* [Problem statement]:
Reproduce every one of the entries below word for word, but leave the pictures out.

Object location annotation data
▼▼▼

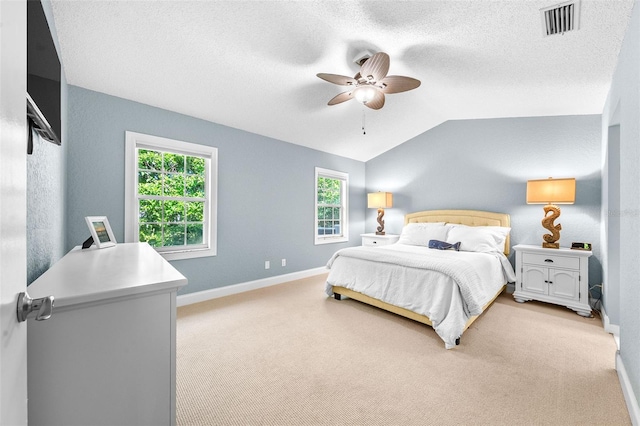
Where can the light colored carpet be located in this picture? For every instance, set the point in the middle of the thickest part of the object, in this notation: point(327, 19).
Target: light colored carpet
point(289, 355)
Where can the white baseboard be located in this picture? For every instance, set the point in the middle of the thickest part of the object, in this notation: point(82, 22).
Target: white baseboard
point(609, 327)
point(627, 390)
point(201, 296)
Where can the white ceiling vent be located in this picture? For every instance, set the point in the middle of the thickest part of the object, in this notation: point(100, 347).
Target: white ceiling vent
point(561, 18)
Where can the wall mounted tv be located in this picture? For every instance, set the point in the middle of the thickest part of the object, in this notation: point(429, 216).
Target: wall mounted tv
point(43, 77)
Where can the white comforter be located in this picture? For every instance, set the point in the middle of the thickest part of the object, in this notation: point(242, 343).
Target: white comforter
point(447, 286)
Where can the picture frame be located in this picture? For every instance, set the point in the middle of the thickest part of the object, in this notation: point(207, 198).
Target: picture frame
point(100, 231)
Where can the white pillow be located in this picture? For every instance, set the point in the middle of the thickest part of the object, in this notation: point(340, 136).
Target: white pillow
point(419, 234)
point(478, 238)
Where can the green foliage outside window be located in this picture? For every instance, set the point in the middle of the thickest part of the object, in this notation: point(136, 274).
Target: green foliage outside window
point(171, 196)
point(329, 206)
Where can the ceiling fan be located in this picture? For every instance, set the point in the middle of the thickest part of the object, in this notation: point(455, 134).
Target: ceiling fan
point(372, 82)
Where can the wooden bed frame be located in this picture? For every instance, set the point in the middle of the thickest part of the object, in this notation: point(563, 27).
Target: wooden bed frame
point(463, 217)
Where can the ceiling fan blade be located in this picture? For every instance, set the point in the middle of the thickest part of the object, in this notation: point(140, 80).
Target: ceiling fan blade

▲▲▲

* [Result for this task]:
Where can the light colored carpet be located in this picture? For every instance, set the point in the middle of the thickest part of the object, in this notation: point(327, 19).
Target: light colored carpet
point(289, 355)
Where can the white baseboard be located in this picture? For every instance, set the point in the middle of the thickest part of the object, in this notation: point(82, 22).
Target: white baseboard
point(609, 327)
point(627, 390)
point(201, 296)
Where can the white ceiling vent be located in this picture? For every instance, set the point in the middle of the thickest part of the object, in this notation: point(100, 347).
Target: white ceiling vent
point(561, 18)
Where can the wall mounted tv be located in this picture? For every instance, set the point in the middle of the thickest part of the object, in this notation: point(429, 216).
Target: wall mounted tv
point(43, 77)
Where can the white comforter be located in this picture? For every instance, set the point in the middle of the thickest part of the object, in this notation: point(242, 343).
Target: white comforter
point(447, 286)
Where can the picture frame be located in this picture? For every instance, set the point in the middle of the thickest part of the object, in this notation: point(207, 198).
Target: picture frame
point(100, 231)
Where can the white pillow be located in this picture? For every instance, set the point in the middle of the thickest part of the object, in this notation: point(340, 136).
Target: white pillow
point(419, 234)
point(478, 238)
Where can the green foliage outside window be located in this picture? For every instance, set the point in the middle of the thickest part of the object, in this notation: point(136, 274).
Target: green foliage outside window
point(171, 196)
point(329, 206)
Where can the ceiling fan be located in this picture? For every instance, set the point in the middle of the thickest part of the object, in this notation: point(455, 134).
Target: ceiling fan
point(372, 82)
Where can the wooden bed frame be located in this picture? For every instance, set the point in the middle of the thickest part of the object, in this notation: point(563, 27).
Target: wooden bed frame
point(463, 217)
Where can the ceiling fan blade be located in this picture? For every instance, set the point in the middle of the thickest part of the object, in this notation: point(140, 80).
Target: ceiling fan blade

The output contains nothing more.